Task objective> Retype the passage below on independent risk factors in full, with no changes.

An article in the Jan 24, 2005 issue of the Archives of Internal Medicine(vol. 165 p138-145) made important points regarding the concept of "independent risk factors". Basically, Dr. Brotman and co-authors remind (or more likely inform) the readers that ( my bolding): statistical independence does not mean causality, is context dependent ( ie in that particular data set) and risk factors may be causal even if not statistically independent. Independence is a statistical concept relying on a particular statistical model.
I once downplayed the significance of elevated triglycerides as a risk factor for coronary disease because I had read triglycerides were not an independent risk factor. Now, or course, clinical studies have shown the opposite- at least for now. The point is that a risk factor can be "significant" i.e. important whether or not a medical publication's analysis indicates that is an "independent risk factor" .
Articles like this can be are important antidotes to the faith that we tend to have in the black box magical output of multivariate analysis as well as less familiar techniques ( eg propensity score matching and,instrumental variables methods which purport to make observational studies more like randomized trials). Few physicians have plowed through the pen and paper process of doing a multivariate analysis or even understand generally what it all about.I don't claim to. That exercise might give one a real sense of what is being done and perhaps how small variations in data input can alter the answer- changing an independent risk into one that is not and vice versa.

Data extract>
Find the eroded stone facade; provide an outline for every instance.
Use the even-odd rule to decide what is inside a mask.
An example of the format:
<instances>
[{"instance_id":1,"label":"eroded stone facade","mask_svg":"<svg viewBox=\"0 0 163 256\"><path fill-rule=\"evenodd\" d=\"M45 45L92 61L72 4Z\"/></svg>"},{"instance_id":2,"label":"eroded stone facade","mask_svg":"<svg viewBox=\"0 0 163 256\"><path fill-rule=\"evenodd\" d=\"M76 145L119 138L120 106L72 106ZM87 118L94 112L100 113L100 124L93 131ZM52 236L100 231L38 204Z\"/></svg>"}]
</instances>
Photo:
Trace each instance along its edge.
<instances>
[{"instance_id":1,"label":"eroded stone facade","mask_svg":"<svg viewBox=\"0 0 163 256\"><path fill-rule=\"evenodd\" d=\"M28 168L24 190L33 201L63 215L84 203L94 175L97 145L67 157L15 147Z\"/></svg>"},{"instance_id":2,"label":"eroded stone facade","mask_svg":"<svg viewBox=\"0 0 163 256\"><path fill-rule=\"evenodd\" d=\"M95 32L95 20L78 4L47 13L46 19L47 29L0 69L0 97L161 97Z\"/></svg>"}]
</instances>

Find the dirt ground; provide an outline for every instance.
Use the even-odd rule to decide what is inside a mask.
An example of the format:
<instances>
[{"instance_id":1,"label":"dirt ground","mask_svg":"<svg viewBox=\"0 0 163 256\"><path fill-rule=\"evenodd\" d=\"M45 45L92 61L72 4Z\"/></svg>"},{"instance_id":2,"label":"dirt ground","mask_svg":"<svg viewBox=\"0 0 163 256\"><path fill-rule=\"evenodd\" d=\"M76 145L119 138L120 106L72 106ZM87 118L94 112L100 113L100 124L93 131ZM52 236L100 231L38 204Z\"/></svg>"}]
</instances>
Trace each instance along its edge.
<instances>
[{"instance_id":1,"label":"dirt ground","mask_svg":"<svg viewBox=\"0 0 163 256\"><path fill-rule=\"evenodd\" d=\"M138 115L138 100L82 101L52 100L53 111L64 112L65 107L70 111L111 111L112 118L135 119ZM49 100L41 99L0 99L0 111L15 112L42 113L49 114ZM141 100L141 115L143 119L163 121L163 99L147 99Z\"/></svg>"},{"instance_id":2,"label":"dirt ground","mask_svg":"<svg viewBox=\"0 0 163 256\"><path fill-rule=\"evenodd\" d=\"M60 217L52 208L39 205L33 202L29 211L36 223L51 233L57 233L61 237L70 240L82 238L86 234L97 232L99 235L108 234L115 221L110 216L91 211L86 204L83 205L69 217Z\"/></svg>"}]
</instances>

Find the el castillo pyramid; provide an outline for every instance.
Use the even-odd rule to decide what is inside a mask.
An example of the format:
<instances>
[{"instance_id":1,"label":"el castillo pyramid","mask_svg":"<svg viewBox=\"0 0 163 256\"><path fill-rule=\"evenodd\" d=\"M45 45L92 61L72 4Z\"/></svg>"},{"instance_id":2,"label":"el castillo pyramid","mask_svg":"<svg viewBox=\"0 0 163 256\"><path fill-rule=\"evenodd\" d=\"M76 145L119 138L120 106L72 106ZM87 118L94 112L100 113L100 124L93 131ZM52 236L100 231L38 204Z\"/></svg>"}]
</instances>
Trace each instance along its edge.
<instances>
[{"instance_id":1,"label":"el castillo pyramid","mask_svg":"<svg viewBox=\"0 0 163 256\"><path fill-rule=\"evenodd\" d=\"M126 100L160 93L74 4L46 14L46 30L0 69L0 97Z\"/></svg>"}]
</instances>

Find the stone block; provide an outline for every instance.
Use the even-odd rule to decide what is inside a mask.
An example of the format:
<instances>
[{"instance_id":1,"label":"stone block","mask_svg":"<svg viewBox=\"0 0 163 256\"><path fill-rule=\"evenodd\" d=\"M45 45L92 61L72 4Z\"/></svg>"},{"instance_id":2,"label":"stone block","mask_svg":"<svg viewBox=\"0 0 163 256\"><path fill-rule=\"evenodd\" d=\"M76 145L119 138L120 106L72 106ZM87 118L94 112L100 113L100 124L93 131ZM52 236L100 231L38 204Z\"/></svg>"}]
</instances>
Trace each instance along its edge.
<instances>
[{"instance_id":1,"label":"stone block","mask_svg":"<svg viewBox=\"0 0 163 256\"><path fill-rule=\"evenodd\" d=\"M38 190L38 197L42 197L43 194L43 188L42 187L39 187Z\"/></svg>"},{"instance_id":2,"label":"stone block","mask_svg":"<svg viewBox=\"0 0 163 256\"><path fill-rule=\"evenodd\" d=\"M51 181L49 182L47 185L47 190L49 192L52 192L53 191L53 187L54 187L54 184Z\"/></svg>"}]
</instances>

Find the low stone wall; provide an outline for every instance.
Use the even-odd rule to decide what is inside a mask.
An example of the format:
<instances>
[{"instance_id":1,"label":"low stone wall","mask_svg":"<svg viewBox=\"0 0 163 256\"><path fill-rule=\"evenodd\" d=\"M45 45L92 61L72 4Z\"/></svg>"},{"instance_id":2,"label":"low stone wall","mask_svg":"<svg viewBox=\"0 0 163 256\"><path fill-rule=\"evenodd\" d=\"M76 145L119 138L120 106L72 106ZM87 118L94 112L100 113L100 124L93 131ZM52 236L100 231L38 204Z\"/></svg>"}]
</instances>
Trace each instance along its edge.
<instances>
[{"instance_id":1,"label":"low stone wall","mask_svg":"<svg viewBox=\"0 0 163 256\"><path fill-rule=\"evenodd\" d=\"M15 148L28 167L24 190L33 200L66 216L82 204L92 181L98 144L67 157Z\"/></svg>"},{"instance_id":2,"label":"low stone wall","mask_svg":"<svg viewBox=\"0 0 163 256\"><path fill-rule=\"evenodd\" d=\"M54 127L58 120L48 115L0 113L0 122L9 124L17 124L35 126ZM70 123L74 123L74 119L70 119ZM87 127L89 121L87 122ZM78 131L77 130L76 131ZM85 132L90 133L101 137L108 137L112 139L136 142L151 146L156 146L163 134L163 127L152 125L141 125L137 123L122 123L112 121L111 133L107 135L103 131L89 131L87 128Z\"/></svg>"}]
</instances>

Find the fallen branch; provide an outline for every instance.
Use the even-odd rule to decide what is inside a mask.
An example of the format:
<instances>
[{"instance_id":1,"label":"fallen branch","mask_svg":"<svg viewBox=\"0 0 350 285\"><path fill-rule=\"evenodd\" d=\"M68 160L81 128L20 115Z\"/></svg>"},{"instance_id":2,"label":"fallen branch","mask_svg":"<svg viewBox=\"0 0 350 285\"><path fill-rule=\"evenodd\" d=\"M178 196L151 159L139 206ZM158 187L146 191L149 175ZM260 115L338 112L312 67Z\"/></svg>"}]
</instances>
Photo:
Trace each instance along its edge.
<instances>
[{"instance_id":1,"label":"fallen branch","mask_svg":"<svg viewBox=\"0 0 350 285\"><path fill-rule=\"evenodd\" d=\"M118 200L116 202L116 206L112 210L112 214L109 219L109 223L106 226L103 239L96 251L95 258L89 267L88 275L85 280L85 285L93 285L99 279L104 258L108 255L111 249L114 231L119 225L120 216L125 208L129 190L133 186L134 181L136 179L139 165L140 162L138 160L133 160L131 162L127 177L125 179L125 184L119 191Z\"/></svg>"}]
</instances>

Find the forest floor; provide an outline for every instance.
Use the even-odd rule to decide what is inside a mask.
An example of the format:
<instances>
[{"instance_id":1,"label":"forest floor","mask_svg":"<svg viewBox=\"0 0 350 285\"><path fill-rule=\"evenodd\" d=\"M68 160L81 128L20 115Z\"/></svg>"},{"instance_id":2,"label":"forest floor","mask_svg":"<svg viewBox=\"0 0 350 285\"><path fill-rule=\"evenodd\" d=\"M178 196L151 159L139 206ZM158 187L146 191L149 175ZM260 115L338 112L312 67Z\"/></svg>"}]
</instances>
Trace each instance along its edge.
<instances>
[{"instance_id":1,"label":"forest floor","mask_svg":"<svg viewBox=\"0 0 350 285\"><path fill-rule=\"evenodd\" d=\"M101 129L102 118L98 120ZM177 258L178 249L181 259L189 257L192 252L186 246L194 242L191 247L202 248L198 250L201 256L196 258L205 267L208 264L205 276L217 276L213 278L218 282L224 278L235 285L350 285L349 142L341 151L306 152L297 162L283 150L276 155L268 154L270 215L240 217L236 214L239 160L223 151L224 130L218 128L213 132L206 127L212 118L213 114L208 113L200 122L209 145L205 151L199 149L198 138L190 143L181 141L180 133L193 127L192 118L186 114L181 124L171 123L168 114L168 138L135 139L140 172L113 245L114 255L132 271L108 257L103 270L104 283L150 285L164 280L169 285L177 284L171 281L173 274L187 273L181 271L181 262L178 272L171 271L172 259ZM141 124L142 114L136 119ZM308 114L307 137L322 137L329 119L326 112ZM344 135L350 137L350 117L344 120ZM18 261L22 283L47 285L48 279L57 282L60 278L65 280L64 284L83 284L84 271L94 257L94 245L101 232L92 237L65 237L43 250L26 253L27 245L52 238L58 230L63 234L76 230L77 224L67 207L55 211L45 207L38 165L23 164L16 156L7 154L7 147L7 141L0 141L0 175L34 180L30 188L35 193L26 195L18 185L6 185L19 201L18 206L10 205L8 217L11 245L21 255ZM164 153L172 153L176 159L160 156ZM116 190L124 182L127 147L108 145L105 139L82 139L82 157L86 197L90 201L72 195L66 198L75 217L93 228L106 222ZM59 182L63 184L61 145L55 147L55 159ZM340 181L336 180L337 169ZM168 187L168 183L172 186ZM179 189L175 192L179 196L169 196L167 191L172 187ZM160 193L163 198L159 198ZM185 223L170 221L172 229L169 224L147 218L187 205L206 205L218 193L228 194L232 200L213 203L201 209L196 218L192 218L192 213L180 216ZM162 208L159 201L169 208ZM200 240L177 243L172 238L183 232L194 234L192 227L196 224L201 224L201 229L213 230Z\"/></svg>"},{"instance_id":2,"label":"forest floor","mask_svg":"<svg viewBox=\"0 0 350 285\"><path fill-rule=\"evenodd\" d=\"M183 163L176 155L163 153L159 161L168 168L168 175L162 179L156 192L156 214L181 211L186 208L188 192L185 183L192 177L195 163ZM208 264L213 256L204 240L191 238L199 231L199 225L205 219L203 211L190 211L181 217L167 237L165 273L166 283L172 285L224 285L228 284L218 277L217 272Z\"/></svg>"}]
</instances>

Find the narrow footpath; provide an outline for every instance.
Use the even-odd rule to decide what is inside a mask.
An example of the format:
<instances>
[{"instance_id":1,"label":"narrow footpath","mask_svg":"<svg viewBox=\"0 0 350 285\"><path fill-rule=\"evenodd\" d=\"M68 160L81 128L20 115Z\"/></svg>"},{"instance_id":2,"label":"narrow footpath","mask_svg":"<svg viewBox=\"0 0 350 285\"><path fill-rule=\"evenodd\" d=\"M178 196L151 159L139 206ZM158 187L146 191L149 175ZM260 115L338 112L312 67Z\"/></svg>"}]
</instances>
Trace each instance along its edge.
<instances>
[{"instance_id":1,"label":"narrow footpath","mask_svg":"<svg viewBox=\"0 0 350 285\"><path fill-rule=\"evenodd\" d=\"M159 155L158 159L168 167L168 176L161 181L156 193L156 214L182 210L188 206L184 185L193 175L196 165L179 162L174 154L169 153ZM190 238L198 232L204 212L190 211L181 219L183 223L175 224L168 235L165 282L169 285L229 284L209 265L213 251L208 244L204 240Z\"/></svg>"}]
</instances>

Completed task>
An article in the Jan 24, 2005 issue of the Archives of Internal Medicine(vol. 165 p138-145) made important points regarding the concept of "independent risk factors". Basically, Dr. Brotman and co-authors remind (or more likely inform) the readers that ( my bolding): statistical independence does not mean causality, is context dependent ( ie in that particular data set) and risk factors may be causal even if not statistically independent. Independence is a statistical concept relying on a particular statistical model.
I once downplayed the significance of elevated triglycerides as a risk factor for coronary disease because I had read triglycerides were not an independent risk factor. Now, or course, clinical studies have shown the opposite- at least for now. The point is that a risk factor can be "significant" i.e. important whether or not a medical publication's analysis indicates that is an "independent risk factor" .
Articles like this can be are important antidotes to the faith that we tend to have in the black box magical output of multivariate analysis as well as less familiar techniques ( eg propensity score matching and,instrumental variables methods which purport to make observational studies more like randomized trials). Few physicians have plowed through the pen and paper process of doing a multivariate analysis or even understand generally what it all about.I don't claim to. That exercise might give one a real sense of what is being done and perhaps how small variations in data input can alter the answer- changing an independent risk into one that is not and vice versa.